Can you render the lines of the records from the one containing "Annotation spec — this batch focuses on the class flower" through the one containing "448 12 729 896" as a Markdown table with a Row column for the number and a Line column for the text, skipping blank lines?
### MATERIAL FOR THE TASK ###
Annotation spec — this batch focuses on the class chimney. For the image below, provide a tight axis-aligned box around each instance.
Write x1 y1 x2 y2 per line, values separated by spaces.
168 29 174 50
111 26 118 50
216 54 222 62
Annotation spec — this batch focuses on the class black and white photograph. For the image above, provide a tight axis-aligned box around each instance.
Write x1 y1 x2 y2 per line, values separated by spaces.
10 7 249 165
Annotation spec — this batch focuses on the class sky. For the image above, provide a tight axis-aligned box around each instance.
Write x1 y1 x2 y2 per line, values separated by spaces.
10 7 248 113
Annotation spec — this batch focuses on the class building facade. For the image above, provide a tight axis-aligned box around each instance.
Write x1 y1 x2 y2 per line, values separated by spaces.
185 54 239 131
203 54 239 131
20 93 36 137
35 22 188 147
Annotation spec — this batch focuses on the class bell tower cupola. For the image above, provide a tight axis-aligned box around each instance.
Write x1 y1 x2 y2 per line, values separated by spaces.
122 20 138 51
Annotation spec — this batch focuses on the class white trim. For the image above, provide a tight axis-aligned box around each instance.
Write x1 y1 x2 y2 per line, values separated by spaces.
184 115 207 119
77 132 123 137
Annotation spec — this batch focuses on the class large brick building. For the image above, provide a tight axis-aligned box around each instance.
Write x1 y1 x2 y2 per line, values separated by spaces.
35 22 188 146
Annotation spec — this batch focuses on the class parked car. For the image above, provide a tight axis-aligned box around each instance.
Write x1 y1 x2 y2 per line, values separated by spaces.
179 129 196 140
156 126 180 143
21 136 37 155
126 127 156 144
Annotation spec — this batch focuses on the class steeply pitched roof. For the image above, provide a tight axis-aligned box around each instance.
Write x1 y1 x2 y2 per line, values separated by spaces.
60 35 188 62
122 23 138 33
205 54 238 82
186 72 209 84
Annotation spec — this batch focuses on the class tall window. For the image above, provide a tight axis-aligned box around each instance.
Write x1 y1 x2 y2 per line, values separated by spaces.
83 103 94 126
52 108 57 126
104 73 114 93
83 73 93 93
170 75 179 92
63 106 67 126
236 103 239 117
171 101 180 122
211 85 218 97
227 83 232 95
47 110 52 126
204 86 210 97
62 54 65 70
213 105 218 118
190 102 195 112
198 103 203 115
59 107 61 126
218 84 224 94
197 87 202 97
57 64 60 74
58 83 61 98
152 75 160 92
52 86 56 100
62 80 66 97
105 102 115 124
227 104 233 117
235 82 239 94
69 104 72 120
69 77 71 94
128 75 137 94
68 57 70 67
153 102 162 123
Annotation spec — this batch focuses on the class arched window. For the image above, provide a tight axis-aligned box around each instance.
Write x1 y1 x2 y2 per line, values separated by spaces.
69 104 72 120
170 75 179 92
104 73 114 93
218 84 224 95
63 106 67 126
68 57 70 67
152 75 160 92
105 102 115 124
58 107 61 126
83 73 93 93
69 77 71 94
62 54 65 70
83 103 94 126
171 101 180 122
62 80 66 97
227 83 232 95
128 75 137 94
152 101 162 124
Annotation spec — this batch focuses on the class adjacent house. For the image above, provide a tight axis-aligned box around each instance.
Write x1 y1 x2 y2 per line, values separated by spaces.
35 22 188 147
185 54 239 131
###
### MATERIAL FOR THE TASK ###
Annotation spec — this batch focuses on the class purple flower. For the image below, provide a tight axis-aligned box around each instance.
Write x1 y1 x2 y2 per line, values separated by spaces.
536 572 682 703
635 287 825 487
###
### MATERIAL FOR THE TASK ###
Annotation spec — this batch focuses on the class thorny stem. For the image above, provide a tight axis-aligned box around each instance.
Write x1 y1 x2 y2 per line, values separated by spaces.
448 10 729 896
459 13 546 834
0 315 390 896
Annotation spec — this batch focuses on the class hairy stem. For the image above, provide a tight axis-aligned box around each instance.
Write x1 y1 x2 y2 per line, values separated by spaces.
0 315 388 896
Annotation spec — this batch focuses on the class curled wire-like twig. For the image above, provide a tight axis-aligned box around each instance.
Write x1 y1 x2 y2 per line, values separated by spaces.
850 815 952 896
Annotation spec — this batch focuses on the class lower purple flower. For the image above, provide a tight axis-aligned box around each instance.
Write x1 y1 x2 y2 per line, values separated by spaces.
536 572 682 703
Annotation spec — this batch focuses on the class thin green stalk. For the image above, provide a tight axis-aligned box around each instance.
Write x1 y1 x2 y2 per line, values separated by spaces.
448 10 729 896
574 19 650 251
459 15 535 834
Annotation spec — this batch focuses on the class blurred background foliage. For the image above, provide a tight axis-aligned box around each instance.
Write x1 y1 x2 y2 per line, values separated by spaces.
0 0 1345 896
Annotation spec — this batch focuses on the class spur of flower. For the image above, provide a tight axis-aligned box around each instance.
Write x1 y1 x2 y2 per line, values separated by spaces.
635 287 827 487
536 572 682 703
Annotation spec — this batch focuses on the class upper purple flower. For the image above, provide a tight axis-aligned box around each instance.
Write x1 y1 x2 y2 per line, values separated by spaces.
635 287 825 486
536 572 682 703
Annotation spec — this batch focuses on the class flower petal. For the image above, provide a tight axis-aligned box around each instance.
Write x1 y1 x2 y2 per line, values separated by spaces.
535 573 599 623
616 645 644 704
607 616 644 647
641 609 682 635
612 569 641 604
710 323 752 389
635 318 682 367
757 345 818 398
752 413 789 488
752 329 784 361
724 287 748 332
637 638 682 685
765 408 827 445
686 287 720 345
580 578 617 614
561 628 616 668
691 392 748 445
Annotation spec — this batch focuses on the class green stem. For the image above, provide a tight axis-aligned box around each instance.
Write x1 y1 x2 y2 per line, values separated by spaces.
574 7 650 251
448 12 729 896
###
### OUTPUT FOR THIS EXERCISE
| Row | Line |
|---|---|
| 1 | Annotation spec — this batch focuses on the class flower petal. For the image above, provide a tight axis-aligned box around each instance. |
| 2 | Write x1 y1 x2 y2 per line, values separated by spaces. |
| 3 | 535 573 599 623 |
| 4 | 616 645 644 704 |
| 5 | 607 616 644 647 |
| 6 | 641 609 682 635 |
| 7 | 612 569 641 604 |
| 8 | 710 323 752 389 |
| 9 | 635 318 682 367 |
| 10 | 757 345 818 398 |
| 11 | 752 413 789 488 |
| 12 | 752 329 784 361 |
| 13 | 724 287 748 332 |
| 14 | 637 638 682 685 |
| 15 | 765 408 827 445 |
| 16 | 686 287 720 345 |
| 17 | 580 578 617 614 |
| 18 | 561 628 616 668 |
| 19 | 691 392 748 445 |
| 20 | Annotation spec — this batch focuses on the class green stem. For the image above, provide a tight axis-aligned box around each instance. |
| 21 | Write x1 y1 x2 y2 per line, values separated by spaces. |
| 22 | 574 7 650 251 |
| 23 | 448 12 729 896 |